◆ TAREA REQUERIDA 1
Según el texto del documento, ¿con quién se compara al hermano Tomás Evans McKay?

◆ TEXTO DEL DOCUMENTO
....................

¿Eres un Nicodemo moderno?

Conferencia Genera de Abril 1958

¿Eres un Nicodemo moderno?

Spencer W. Kimball

por el Élder Spencer W. Kimball
del Consejo de los Doce Apóstoles
Conferencia General Abril 1958


Mis queridos hermanos y hermanas, ante todas las cosas quisiera expresar mi agradecimiento por la bondad del Señor para conmigo.

Mientras hablaba el presidente McKay de los convertidos del año pasado, traté de imaginarme cuatro inmensos tabernáculos, o una o dos veces más anchos y largos que éste, llenos de todos los conversos nuevos del año pasado solamente. He notado esta mañana tres lugares vacíos entre nuestros hermanos. Estoy pensando hoy en el hermano Oscar Kirkham. Fue una influencia grande en la juventud y dedicó su vida a servir. Me acuerdo del her­mano Tomás Evans McKay que era como Natanael de la antigüe­dad, un hombre sin engaño. Mis pensamientos se vuelven al herma­no Adam S. Bennion, íntimo com­pañero nuestro, y pienso en los pasajes de las Escrituras que dicen: “Y el niño crecía, y fortalecía y se llenaba de sabiduría; y la gracia de Dios estaba sobre él.” (Lucas 2: 40) Y cuando descendieron a Nazaret, nuevamente se dice de nuestro Se­ñor: “Y Jesús crecía en sabiduría y en edad, y en gracia para con Dios y los hombres.” (Lucas 2:52) De sí ya un gran hombre, el her­mano Bennion creció en sabiduría, en grandeza, en espiritualidad. Ex­presamos a las familias de estos tres hombres nuestro cariño y simpatía.

En los momentos que se me han concedido, deseo dirigir mis palabras a cualquiera de los que se hallan aquí o los que nos escu­chan por radio y televisión, que no han conocido el calor, la paz de que disfrutan aquellos que ven claramente el camino eterno y sa­ben de seguro que es cierto y se afanan valientemente por realizar esas metas eternas.

Durante nuestra experiencia en el estado terrenal, hay ocasiones en que la vista nos engaña; oímos ruidos que no existen; pasamos por aventuras nocturnas sumamente fantásticas e innaturales; pero en el reino espiritual, uno puede tener certeza positiva, porque el Señor numerosas veces ha repetido la promesa segura expresada en este pasaje:

El que quisiere hacer su voluntad, conocerá de la doctrina si viene de Dios, o si yo hablo de mí mismo. (Juan 7:11; cursiva del autor)

En nuestros tribunales se re­quiere que el testigo jure o pro­teste que la información que está a punto de divulgar es “la verdad, la verdad completa y sólo la ver­dad”. Estas declaraciones consti­tuyen su “testimonio”. En asuntos espirituales nosotros también pode­mos tener un testimonio. Esta cer­teza de lo espiritual es singular, y se refiere a la realidad de un Dios personal; la vida activa continua del Cristo, separado de su Padre pero semejante a Él; la divinidad de la restauración de la organiza­ción y doctrinas de la Iglesia de Dios sobre la tierra y el poder del sacerdocio divino dado a los hom­bres mediante las revelaciones de Dios. Para toda persona de res­ponsabilidad, esto puede ser tan cierto como el sol que brilla, y cuando no se obtiene este conoci­miento equivale a admitir que no se desea pagar el precio. Igual que los títulos universitarios, se obtiene por medio de un ahínco intenso. El alma que se ha limpiado por medio del arrepentimiento y las otras ordenanzas, puede recibirlo si lo desea y lo busca, si investiga concienzudamente y estudia y ora fielmente.

....................

◆ TAREA REQUERIDA 2
Reproduzca literalmente las filas, comenzando en la línea que contiene "Where can the distant" y terminando con la última de las filas, ambas incluidas.

....................

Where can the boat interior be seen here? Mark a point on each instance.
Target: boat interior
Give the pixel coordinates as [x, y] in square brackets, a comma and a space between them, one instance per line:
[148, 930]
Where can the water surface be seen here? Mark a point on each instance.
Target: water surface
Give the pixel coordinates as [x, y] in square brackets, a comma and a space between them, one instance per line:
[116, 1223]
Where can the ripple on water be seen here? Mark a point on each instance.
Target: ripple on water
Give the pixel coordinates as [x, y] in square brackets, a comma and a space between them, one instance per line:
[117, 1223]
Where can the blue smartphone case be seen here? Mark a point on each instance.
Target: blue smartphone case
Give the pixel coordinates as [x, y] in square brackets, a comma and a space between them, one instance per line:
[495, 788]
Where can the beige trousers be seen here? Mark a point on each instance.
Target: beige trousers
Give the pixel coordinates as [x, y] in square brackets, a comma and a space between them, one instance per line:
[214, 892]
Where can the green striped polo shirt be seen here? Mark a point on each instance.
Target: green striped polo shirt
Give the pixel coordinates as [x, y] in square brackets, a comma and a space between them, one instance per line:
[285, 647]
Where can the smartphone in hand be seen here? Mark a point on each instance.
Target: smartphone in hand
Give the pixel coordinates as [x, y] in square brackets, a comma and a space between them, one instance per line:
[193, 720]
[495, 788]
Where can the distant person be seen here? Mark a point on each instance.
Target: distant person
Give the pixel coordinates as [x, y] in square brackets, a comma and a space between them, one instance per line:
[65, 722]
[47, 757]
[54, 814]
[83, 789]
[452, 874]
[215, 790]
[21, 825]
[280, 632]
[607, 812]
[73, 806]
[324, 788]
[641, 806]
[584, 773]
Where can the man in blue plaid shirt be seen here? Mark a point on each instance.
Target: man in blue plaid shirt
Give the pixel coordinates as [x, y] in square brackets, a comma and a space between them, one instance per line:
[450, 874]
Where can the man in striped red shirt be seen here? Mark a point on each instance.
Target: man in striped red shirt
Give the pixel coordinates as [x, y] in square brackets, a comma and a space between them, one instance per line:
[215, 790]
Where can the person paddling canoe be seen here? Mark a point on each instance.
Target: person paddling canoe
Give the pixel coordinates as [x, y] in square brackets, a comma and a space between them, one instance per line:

....................

◆ RESPUESTA ESCRITA 1
Con Natanael de la antigüedad, un hombre sin engaño.

◆ RESPUESTA ESCRITA 2
Where can the distant person be seen here? Mark a point on each instance.
Target: distant person
Give the pixel coordinates as [x, y] in square brackets, a comma and a space between them, one instance per line:
[65, 722]
[47, 757]
[54, 814]
[83, 789]
[452, 874]
[215, 790]
[21, 825]
[280, 632]
[607, 812]
[73, 806]
[324, 788]
[641, 806]
[584, 773]
Where can the man in blue plaid shirt be seen here? Mark a point on each instance.
Target: man in blue plaid shirt
Give the pixel coordinates as [x, y] in square brackets, a comma and a space between them, one instance per line:
[450, 874]
Where can the man in striped red shirt be seen here? Mark a point on each instance.
Target: man in striped red shirt
Give the pixel coordinates as [x, y] in square brackets, a comma and a space between them, one instance per line:
[215, 790]
Where can the person paddling canoe be seen here? Mark a point on each instance.
Target: person paddling canoe
Give the pixel coordinates as [x, y] in square brackets, a comma and a space between them, one instance per line:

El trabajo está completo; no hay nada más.